Tasks to complete:
1. From the forum reply on PostgreSQL query speed, write out the passage that opens with the words containing "But you also" and closes with "by any means.".
2. Answer the following questions about the forum reply on PostgreSQL query speed, one line each:
(a) Which setting does the writer first ask to know the value of?
(b) Into what do the people there tend to turn 2 or 3 minute queries?
(c) According to the writer, why does the query not need half of its joins?

Reading text:
<<<<

I think we need to know what your default_statistics_target is set at,
and really... all of your relevant postgresql settings.

Please see this:

http://wiki.postgresql.org/wiki/Slow_Query_Questions

But you also may need to look a lot more into your query itself. The
difference between a 2 or a 3 minute query isn't going to  help you
much. Over here, we tend to spend more of our time turning 2 or 3 minute
queries into 20 or 30ms queries. But judging by your date range, getting
the last 2-months of data from a table that large generally won't be
fast by any means.

That said, looking at your actual query:

SELECT COUNT(DISTINCT eu.id)
   FROM exchange_uploads eu
   JOIN upload_destinations ud ON ud.id = eu.upload_destination_id
   LEFT JOIN uploads u ON u.id = eu.upload_id
   LEFT JOIN import_errors ie ON ie.exchange_upload_id = eu.id
   LEFT JOIN exchanges e ON e.id = ud.exchange_id
  WHERE eu.created_at >= '2012-07-27 21:21:57.363944'
    AND ud.office_id = 6;

Doesn't need half of these joins. They're left joins, and never used in
the query results or where criteria. You could just use this:

SELECT COUNT(DISTINCT eu.id)

>>>>

Data excerpts:
<<<<

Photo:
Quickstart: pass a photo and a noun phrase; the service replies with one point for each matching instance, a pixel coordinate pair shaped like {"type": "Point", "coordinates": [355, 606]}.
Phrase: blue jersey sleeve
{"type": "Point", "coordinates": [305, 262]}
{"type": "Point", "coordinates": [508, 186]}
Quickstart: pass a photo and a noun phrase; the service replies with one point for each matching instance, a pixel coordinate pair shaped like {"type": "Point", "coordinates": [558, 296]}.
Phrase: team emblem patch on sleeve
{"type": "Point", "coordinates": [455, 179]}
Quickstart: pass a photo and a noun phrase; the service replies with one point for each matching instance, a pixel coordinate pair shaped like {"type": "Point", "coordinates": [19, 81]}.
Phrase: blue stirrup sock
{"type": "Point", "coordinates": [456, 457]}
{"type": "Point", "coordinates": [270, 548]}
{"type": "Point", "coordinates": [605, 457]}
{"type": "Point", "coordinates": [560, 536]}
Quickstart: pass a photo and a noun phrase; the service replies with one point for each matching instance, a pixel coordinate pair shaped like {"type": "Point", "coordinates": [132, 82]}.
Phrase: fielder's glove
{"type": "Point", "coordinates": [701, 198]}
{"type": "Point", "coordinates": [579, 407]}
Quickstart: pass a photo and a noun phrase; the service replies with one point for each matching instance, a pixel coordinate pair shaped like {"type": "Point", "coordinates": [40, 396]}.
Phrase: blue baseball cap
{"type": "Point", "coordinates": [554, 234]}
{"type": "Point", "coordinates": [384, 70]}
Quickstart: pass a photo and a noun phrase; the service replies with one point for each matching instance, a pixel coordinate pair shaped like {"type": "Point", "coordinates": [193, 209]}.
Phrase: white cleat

>>>>

Answers by task:
1.
But you also may need to look a lot more into your query itself. The
difference between a 2 or a 3 minute query isn't going to  help you
much. Over here, we tend to spend more of our time turning 2 or 3 minute
queries into 20 or 30ms queries. But judging by your date range, getting
the last 2-months of data from a table that large generally won't be
fast by any means.

2.
(a) default_statistics_target
(b) 20 or 30ms queries
(c) They are left joins and are never used in the query results or where criteria.